YOUR GOAL :: Go through the listing and write out all of it exactly.

--- Start of RECORDED INFORMATION ---

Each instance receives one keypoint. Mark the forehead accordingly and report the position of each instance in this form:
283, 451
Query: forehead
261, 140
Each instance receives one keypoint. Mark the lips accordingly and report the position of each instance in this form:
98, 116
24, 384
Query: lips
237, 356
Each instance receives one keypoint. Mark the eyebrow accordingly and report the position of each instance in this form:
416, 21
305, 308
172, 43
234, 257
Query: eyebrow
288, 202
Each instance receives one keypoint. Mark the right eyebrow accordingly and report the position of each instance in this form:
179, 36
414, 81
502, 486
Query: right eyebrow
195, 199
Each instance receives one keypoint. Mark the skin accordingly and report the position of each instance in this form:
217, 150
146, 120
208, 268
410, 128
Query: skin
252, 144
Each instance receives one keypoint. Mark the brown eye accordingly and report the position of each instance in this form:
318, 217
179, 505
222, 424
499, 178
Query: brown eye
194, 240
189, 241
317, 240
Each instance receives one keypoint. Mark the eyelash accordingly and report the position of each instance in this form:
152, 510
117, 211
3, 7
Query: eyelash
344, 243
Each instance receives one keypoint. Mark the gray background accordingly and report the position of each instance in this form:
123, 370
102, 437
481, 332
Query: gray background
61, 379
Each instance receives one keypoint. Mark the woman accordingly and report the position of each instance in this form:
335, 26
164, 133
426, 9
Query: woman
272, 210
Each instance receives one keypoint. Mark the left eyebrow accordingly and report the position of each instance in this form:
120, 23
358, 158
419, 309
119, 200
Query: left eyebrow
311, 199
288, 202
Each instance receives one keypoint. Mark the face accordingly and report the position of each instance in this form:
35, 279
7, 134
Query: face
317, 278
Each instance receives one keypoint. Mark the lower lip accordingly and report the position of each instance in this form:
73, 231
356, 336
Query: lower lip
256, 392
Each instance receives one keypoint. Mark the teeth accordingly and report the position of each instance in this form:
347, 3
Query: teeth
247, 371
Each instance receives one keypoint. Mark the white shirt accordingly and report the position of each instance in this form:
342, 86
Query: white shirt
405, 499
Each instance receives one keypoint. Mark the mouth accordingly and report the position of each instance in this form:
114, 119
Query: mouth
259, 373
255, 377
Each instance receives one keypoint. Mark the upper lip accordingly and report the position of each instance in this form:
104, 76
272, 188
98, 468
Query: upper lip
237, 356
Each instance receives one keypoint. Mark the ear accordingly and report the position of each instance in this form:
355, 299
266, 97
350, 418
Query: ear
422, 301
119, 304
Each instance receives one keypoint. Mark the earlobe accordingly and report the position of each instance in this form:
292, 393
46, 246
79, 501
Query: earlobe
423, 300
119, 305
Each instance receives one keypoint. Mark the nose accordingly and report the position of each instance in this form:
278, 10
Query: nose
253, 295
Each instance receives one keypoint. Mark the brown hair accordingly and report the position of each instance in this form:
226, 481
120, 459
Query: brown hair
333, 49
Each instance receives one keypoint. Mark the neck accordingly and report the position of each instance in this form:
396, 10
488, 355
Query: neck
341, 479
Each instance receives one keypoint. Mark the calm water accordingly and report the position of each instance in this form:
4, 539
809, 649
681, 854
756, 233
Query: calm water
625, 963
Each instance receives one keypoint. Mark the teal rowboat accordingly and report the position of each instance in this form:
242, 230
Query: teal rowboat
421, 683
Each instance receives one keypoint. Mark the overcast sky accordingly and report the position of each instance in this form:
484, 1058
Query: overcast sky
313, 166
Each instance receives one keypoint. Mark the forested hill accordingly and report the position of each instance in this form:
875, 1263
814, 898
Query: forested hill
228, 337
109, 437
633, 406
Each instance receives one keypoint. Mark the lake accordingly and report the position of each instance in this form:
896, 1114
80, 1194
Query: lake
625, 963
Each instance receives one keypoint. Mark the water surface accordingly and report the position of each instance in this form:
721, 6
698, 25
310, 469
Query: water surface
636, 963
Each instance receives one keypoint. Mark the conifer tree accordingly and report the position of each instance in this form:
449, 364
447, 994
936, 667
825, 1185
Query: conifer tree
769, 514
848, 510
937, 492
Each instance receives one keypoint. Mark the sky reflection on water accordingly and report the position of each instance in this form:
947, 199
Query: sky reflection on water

--- End of RECORDED INFORMATION ---

FULL ANSWER ::
Each instance receives one keypoint. Mark the forehead accordingly and report the position of each instance in this form:
283, 451
Query: forehead
261, 140
Each instance receives one keypoint. Mark the lips accordingly and report the position of each instance in this form:
98, 116
24, 384
Query: lips
237, 356
Each instance receives one keypoint. Mark the eyebrow accordingly and report the position of each instance in this form:
416, 21
305, 308
172, 43
234, 257
Query: eyebrow
288, 202
Each instance receives one keypoint. Mark the right eyebrow accordingly and report the position of each instance in this form:
179, 36
414, 81
502, 486
Query: right eyebrow
195, 199
Each instance receives one keypoint. Mark the skin accordingly and report the position of each instance in this form:
217, 150
146, 120
208, 268
410, 128
Query: skin
252, 144
Each instance receives one keypoint. Mark the brown eye accordingly and report the position of each instance in this form:
318, 217
179, 505
222, 424
499, 178
Query: brown eye
194, 240
189, 241
317, 240
Each instance receives one keypoint. Mark the eyelash accordingly and report the position of each instance in this form:
152, 510
117, 211
3, 7
Query: eyelash
344, 243
Each instance receives one keypoint. Mark the gray background accordingly and report the position of each instance in this form:
123, 370
102, 437
481, 332
Query: gray background
61, 379
Each instance receives one keypoint. Mark the woman accordingly and report the position of each instance in this form:
335, 26
164, 133
426, 9
Query: woman
272, 210
Each instance receives one keypoint. Mark the left eyebrow accordingly and report the position of each instance in this form:
120, 23
358, 158
419, 309
119, 200
Query: left eyebrow
311, 199
288, 202
Each instance receives one keypoint. Mark the face accordingly and report the position of each instance in this form:
35, 279
7, 134
Query: face
317, 278
Each instance receives one keypoint. Mark the lower lip accordingly and report the position of each instance in this form:
73, 231
356, 336
Query: lower lip
256, 392
Each instance receives one keypoint. Mark the teeth accordingly and report the position of each instance in this form:
347, 3
Query: teeth
247, 371
Each instance receives one keypoint. Mark the white shirt accordingly and report the position of each instance in this form:
342, 86
Query: white shirt
405, 499
Each instance receives one keypoint. Mark the mouth accordingly and report the position of each instance in this form:
114, 119
Query: mouth
259, 373
255, 377
Each instance receives one keypoint. Mark the upper lip accordingly and report the position of each instance in this form:
104, 76
272, 188
98, 468
Query: upper lip
237, 356
Each instance receives one keypoint. Mark the ear accordingly and report the position of each instance in this form:
355, 299
266, 97
350, 418
Query: ear
422, 301
119, 304
Each instance receives one keypoint. Mark the earlobe accordingly and report the position of each instance in this form:
292, 393
46, 246
79, 501
Query: earlobe
423, 300
119, 305
Each instance receives one keypoint. Mark the nose accordingly and report the position of each instance in this form:
278, 10
Query: nose
253, 295
Each instance receives one keypoint. Mark the brown hair accordingly and report the position of each instance in this form:
226, 481
120, 459
Query: brown hair
333, 49
Each instance receives one keypoint. Mark the neck accordingly and report the position of each instance in this form:
396, 10
488, 355
Query: neck
341, 479
Each instance receives one keypoint. Mark the calm water accordingly and report the position of each instance in this form:
4, 539
809, 649
681, 854
756, 233
Query: calm water
625, 963
Each instance receives one keypoint. Mark the teal rowboat accordingly and report the position of each instance in this form:
242, 230
Query: teal rowboat
421, 683
Each instance receives one keypoint. Mark the overcast sky accordingly and report the position of each instance in this form:
484, 1058
Query: overcast sky
313, 166
Each instance receives one keypoint. Mark the forested hill accordingly and report the position of each instance in this form:
875, 1263
814, 898
Query: forested hill
228, 337
109, 437
633, 406
Each instance receives one keypoint. Mark the lake accordingly and report the position of each instance in this form:
896, 1114
80, 1194
Query: lake
625, 963
Each instance receives one keypoint. Mark the water surface accordingly and report the position of each instance in this form:
721, 6
698, 25
310, 469
Query: water surface
636, 963
Each instance receives one keypoint. Mark the conifer tree accordingly and report the position of each instance in this form:
449, 364
447, 994
936, 667
825, 1185
Query: conifer tree
769, 514
848, 510
937, 492
Each instance receives one keypoint. Mark the sky reflection on water accordingly and report the position of each instance in this form:
947, 199
Query: sky reflection on water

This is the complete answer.